[[ Materials provided open ]]
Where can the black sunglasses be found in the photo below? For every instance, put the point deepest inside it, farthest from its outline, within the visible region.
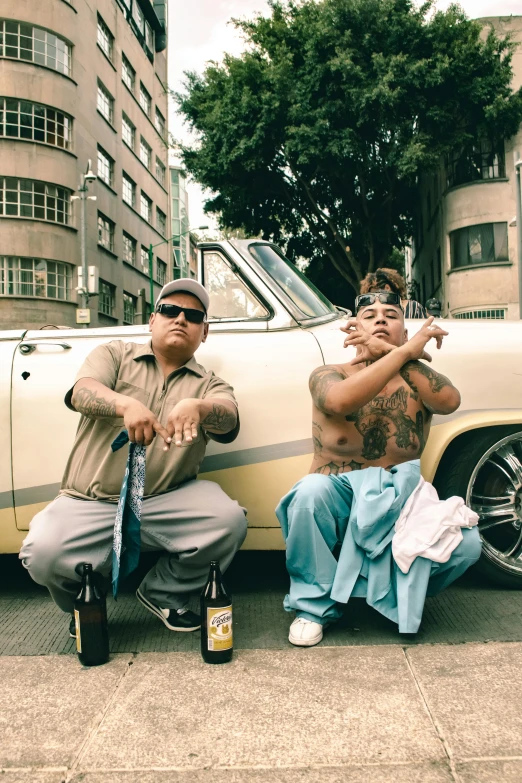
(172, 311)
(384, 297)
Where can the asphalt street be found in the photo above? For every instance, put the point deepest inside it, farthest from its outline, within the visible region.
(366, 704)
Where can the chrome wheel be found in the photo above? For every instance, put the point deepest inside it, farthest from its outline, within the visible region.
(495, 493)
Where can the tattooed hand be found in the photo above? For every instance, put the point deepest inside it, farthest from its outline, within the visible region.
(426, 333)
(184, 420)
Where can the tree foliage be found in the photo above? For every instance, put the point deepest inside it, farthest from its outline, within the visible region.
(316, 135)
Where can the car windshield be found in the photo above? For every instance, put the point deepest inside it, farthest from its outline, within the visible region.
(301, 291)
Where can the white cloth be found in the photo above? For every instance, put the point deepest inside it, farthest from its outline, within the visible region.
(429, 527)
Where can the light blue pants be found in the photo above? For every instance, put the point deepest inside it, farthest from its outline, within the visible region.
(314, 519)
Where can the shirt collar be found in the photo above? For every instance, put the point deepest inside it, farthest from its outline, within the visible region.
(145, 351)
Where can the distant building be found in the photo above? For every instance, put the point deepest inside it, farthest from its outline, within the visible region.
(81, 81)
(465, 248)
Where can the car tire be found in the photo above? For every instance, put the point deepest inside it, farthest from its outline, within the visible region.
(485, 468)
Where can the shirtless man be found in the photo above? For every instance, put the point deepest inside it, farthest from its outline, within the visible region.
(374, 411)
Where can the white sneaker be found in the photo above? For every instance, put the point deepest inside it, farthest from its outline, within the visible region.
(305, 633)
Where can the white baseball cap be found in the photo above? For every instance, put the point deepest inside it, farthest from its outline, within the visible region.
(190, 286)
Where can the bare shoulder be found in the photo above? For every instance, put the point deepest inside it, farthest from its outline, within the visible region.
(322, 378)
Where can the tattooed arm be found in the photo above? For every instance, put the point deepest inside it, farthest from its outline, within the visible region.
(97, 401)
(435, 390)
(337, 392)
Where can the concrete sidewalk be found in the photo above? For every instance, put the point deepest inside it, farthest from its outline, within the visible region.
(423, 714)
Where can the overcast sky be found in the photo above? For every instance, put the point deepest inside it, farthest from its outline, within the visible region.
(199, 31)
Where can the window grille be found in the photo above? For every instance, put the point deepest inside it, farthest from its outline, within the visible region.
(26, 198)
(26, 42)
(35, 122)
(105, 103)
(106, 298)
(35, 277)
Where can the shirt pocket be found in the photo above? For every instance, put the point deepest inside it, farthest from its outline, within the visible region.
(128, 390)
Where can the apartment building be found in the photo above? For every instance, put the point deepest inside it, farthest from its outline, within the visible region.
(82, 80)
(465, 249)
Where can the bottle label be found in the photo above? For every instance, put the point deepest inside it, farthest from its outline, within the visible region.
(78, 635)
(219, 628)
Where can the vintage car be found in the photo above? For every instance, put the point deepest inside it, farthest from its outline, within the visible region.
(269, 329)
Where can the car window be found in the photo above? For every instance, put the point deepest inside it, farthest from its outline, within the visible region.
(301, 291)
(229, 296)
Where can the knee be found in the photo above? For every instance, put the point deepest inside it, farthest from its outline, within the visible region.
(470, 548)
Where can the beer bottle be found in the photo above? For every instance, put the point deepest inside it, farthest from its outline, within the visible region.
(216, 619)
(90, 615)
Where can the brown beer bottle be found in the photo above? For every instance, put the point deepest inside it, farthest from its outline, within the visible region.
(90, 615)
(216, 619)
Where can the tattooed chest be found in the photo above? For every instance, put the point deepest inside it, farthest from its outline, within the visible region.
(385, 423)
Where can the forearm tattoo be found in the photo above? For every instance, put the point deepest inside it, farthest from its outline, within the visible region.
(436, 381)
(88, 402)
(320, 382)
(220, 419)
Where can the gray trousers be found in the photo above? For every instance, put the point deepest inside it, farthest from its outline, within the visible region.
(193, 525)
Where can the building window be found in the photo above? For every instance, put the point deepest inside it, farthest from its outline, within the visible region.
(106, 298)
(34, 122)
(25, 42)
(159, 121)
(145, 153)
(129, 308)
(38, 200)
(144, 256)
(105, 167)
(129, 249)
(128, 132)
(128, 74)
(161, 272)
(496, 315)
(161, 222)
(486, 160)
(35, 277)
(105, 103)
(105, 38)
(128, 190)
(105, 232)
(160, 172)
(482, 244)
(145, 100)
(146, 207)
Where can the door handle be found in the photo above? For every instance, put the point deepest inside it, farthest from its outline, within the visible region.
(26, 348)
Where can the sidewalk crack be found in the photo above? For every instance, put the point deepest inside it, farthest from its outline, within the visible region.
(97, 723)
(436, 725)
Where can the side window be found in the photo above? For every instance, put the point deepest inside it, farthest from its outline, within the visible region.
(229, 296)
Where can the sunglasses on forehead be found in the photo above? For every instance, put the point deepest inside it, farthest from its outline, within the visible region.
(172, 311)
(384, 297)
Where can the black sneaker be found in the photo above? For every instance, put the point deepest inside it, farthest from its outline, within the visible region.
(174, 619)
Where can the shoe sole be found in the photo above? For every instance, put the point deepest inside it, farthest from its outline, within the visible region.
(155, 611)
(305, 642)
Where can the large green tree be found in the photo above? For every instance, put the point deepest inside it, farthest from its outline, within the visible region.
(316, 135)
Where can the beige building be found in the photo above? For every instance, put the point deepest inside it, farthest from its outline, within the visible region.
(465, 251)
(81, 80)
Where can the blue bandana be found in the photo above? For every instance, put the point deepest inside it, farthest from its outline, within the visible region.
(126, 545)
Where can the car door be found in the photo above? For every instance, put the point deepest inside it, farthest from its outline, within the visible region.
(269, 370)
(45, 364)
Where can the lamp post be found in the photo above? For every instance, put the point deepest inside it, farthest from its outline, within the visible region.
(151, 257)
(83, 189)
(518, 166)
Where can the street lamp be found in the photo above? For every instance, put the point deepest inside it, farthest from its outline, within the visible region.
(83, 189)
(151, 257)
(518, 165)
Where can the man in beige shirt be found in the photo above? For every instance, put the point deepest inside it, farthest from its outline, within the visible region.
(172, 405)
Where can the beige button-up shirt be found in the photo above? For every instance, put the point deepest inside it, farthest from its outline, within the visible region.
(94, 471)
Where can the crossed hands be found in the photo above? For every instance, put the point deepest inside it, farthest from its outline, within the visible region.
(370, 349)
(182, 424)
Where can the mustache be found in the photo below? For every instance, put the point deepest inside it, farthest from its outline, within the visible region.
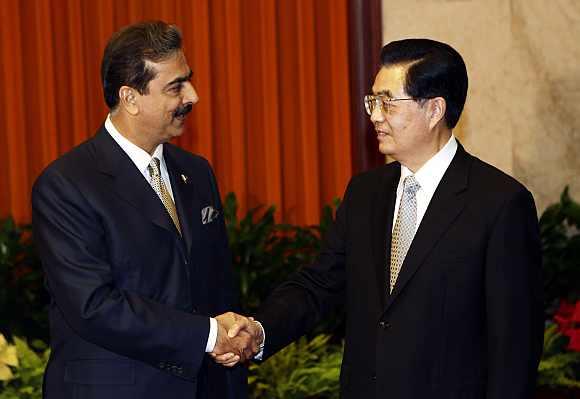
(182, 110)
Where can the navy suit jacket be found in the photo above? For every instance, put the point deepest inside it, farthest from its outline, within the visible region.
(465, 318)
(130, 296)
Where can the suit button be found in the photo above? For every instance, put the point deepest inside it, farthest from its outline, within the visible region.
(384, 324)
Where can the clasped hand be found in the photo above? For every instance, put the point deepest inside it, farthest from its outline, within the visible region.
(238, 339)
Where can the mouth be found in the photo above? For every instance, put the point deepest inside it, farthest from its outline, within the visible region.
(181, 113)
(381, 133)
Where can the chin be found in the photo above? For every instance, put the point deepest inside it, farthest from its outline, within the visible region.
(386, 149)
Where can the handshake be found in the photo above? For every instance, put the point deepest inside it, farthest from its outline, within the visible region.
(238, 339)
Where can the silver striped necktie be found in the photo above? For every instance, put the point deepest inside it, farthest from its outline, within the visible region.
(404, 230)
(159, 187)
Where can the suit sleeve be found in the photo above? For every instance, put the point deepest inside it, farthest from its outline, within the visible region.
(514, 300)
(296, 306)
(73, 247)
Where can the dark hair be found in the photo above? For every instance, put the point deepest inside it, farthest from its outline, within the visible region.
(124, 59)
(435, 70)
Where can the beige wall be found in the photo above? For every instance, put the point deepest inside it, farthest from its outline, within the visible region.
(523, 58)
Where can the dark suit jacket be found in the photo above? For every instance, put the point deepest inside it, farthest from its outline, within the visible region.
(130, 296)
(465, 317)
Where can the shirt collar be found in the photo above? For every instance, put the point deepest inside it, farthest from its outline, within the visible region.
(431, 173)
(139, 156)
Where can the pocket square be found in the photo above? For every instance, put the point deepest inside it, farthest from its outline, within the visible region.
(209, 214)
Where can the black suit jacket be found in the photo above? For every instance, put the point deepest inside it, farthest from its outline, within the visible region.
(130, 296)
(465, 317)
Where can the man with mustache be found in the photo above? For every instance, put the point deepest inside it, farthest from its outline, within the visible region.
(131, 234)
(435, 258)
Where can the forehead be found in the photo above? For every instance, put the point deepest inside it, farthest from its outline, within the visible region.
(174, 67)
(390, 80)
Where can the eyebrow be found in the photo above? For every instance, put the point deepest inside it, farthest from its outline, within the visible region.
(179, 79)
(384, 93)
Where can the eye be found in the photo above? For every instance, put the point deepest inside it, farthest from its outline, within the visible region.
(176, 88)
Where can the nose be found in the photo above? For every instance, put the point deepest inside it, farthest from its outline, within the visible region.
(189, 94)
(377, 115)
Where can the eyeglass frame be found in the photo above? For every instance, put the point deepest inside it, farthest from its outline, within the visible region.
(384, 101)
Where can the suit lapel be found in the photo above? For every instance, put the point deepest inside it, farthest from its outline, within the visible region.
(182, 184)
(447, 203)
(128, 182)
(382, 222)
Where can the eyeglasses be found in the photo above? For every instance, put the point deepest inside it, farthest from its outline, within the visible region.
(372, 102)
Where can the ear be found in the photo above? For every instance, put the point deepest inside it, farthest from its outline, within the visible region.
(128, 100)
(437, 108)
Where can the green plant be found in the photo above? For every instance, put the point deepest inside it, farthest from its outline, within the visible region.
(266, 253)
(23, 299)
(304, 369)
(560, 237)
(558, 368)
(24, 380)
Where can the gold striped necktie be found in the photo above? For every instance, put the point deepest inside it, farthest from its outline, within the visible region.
[[ Materials provided closed ]]
## Goal of the exercise
From the line containing "Where can the eyeglasses" through the last line of the entries above, print each line exactly as it stands.

## Expected answer
Where can the eyeglasses be found in the photo above? For every instance, put the point deepest inside it, farthest from its outline, within the visible region.
(372, 102)
Where can the ear be found in the photo above? For every instance, put the point deepest inside it, farthest from its outline, within the visible region.
(128, 100)
(437, 108)
Where can the green plant be found in the photo above? For every instance, put the point deepest inside it, farthest from its outline, within the visible region.
(266, 253)
(23, 299)
(304, 369)
(560, 237)
(558, 368)
(24, 380)
Where can the gold striped necktie be found in the photo above? For every instance, put the point deepest inside it, farthest from its outline, within the visible region.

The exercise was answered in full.